Reading passage -

Like most racing greats, Ayrton started his career in kart racing as a child. It didn’t take long for him to make the move to open-wheel racing, eventually winning the British Formula 3 Championship series in 1983. Due to this success, he made his Formula One debut in 1984 continuing his winning streak, taking six Grand Prix wins over the next three seasons.
In 1988, Senna joined McLaren-Honda, winning all but one of the 16 Grand Prix races for that season, securing Ayrton’s first world championship. As his professional career soared, so did his expression of altruism in his beloved Brazil. Senna donated an estimated $400 million of his own personal fortune to help poor children in his country throughout his career. The fact that this was not discovered until after his death was a further testament to his character and integrity.
Despite his success with McLaren, gaining two more world championships, Senna negotiated to race for Williams in 1994. It was Senna’s worst start to a Formula One season, as he was 20 points behind the chase for the championship that year. Senna would often take the pole position during qualifying, but would ultimately fall victim to car issues, leaving Benetton-Ford driver Michael Schumacher the advantage during race days.

(Entries drawn from a data source)
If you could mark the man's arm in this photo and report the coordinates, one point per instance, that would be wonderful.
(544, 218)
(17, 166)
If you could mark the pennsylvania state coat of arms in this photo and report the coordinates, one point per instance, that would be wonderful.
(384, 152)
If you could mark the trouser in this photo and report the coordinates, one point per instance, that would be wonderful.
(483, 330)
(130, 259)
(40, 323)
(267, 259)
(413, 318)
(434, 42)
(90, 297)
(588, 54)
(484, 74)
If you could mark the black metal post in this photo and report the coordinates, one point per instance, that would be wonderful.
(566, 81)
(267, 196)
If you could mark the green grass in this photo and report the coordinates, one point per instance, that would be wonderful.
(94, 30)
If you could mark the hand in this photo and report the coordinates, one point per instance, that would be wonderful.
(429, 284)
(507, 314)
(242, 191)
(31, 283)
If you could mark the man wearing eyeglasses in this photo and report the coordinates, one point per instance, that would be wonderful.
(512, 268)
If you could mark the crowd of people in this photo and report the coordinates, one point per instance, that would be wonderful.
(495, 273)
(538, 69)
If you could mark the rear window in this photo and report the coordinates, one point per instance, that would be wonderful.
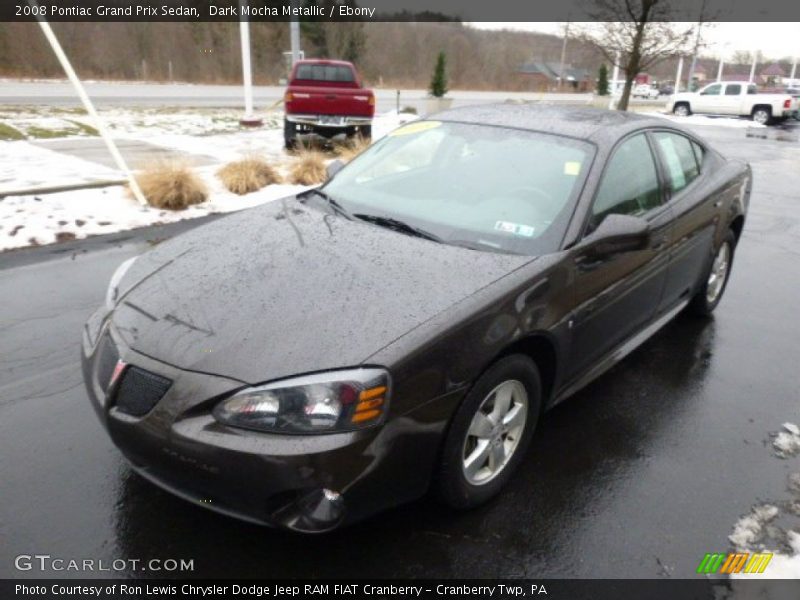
(336, 73)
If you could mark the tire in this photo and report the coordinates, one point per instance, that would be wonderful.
(710, 293)
(365, 132)
(289, 135)
(762, 115)
(681, 109)
(462, 487)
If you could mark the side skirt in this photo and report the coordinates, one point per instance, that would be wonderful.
(620, 352)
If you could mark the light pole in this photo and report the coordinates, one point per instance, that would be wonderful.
(249, 119)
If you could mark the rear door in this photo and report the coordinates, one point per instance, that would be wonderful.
(708, 101)
(695, 213)
(731, 99)
(619, 294)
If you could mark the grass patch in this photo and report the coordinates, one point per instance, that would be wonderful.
(308, 168)
(247, 175)
(9, 133)
(171, 185)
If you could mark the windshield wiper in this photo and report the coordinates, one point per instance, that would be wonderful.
(401, 226)
(333, 203)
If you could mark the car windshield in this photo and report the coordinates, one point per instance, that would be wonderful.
(485, 187)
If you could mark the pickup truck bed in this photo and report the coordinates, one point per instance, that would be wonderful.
(326, 99)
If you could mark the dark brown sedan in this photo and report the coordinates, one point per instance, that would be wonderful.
(309, 362)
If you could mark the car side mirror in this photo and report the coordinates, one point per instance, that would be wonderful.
(334, 167)
(616, 234)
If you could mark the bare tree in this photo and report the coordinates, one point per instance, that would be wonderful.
(636, 35)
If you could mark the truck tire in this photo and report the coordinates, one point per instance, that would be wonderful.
(762, 115)
(681, 109)
(289, 135)
(365, 132)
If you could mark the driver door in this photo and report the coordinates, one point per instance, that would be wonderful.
(709, 100)
(618, 295)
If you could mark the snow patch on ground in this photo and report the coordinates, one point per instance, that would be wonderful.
(25, 166)
(732, 122)
(787, 443)
(36, 219)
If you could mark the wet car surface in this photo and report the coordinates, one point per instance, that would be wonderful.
(639, 474)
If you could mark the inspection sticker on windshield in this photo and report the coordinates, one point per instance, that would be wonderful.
(415, 128)
(514, 228)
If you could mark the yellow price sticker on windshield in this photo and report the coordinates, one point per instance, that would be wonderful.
(416, 128)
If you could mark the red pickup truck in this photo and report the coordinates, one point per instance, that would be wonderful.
(325, 98)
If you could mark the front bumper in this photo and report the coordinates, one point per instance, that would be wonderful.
(308, 483)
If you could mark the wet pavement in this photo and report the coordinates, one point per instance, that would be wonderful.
(638, 475)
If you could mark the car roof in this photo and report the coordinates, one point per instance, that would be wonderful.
(592, 124)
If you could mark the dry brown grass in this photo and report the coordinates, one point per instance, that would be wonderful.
(248, 175)
(308, 168)
(351, 148)
(171, 185)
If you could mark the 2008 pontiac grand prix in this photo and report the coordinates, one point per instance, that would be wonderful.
(309, 362)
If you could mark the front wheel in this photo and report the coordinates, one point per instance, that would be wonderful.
(490, 432)
(710, 293)
(762, 116)
(681, 110)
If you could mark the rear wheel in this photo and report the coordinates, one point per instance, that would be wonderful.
(490, 432)
(289, 135)
(681, 110)
(710, 293)
(762, 115)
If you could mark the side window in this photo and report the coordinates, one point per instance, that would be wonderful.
(699, 154)
(630, 183)
(679, 158)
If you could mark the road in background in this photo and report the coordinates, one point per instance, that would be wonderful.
(639, 475)
(127, 95)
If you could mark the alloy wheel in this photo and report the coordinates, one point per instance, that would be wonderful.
(719, 273)
(495, 432)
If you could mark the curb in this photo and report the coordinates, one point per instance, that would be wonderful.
(62, 188)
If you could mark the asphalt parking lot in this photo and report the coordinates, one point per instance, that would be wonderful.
(639, 475)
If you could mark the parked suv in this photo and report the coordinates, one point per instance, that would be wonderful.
(326, 99)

Task brief -
Extend the passage on Ayrton Senna's racing career, continuing from its final sentence. The entries were taken from a separate source and have no connection to the passage on Ayrton Senna.

Final answer -
On May 1, 1994, Senna competed in the San Marino Grand Prix, located at the Autodromo Enzo e Dino Ferrari circuit in Italy. During practice a few days earlier, Senna complained of the car’s handling, stating that the adjustments were made worse by the engineer’s tinkering. Senna was under a great amount of stress and had a heavy heart during this weekend in Italy, as rookie Formula One driver and friend Roland Ratzenberger was killed during Saturday qualifying. This event sat uncomfortably with Senna, as he was the most senior driver in competition and feared for other driver’s safety.
Those close to Senna had often talked to the star about retiring from racing, but Senna couldn’t stop, as it was his passion. He was quoted as saying, “The harder I push, the more I find within myself. I am always looking for the next step, a different world to go into, areas where I have not been before. It's lonely driving a Grand Prix car, but very absorbing. I have experienced new sensations, and I want more. That is my excitement, my motivation.”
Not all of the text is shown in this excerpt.